··· Record excerpts

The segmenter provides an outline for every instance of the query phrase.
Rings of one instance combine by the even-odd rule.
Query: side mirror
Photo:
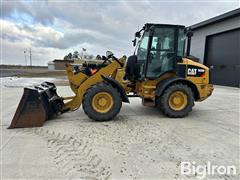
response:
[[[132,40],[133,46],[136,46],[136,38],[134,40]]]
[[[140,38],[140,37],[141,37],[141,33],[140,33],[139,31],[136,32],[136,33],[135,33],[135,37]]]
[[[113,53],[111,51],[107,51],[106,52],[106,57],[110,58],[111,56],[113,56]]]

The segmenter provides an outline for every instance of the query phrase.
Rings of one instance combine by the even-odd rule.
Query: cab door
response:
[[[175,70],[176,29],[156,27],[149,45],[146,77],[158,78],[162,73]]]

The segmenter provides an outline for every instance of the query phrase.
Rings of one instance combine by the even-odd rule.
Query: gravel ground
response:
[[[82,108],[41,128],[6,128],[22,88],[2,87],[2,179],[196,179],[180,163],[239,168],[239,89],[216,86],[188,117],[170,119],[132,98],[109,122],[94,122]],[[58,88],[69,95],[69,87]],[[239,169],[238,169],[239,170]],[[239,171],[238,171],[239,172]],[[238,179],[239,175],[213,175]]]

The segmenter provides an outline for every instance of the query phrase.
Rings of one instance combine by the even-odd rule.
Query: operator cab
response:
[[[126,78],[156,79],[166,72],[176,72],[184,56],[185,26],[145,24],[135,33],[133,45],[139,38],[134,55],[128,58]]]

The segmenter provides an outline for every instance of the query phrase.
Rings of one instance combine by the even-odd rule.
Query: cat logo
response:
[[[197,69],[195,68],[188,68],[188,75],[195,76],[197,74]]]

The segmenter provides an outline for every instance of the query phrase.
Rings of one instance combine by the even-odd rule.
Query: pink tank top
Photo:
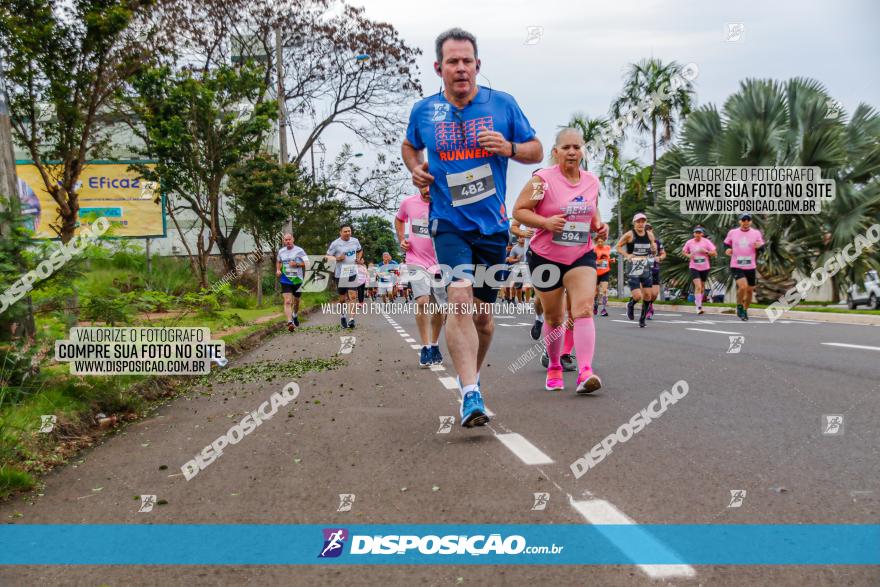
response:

······

* [What to do]
This exercise calls for a verbatim output of the entries, pictures omitted.

* [Result of this exercise]
The segmenter provides an outline for every instance of the query phrase.
Rings of one instance combine by the even-odd rule.
Query: side mirror
Photo:
response:
[[[132,40],[133,46],[136,46],[136,38],[134,40]]]
[[[140,38],[140,37],[141,37],[141,33],[140,33],[139,31],[136,32],[136,33],[135,33],[135,37]]]
[[[113,53],[111,51],[107,51],[106,52],[106,57],[110,58],[111,56],[113,56]]]

The segmenter provides an outline for every instance of the query phrase.
Rings of one instance combine by the even-odd rule.
Query: cab door
response:
[[[175,70],[176,29],[156,27],[149,45],[146,77],[158,78],[162,73]]]

The segmenter provides an outline for every instance of the query phrase.
Rings of one instance combine by the even-odd rule.
Query: gravel ground
response:
[[[82,108],[41,128],[6,128],[22,88],[2,87],[2,179],[196,179],[180,163],[239,168],[239,89],[216,86],[188,117],[170,119],[132,98],[109,122],[94,122]],[[58,88],[69,95],[69,87]],[[239,169],[238,169],[239,170]],[[239,171],[238,171],[239,172]],[[238,179],[239,175],[213,175]]]

The segmenter provides an outline for every instance of the query phrase.
Rings of one instance combine by the even-odd rule.
Query: operator cab
response:
[[[126,78],[156,79],[166,72],[176,72],[184,56],[185,26],[145,24],[135,33],[133,45],[139,38],[134,55],[128,58]]]

The segmenter provides an outline for every instance of the query phrase.
Rings of one instance combine by the even-odd rule.
Query: cat logo
response:
[[[197,69],[195,68],[188,68],[188,75],[195,76],[197,74]]]

The segmenter provides an outline for every instance of the query phrase.
Rings of one instance combine by the even-odd rule.
Query: pink tank top
Photo:
response:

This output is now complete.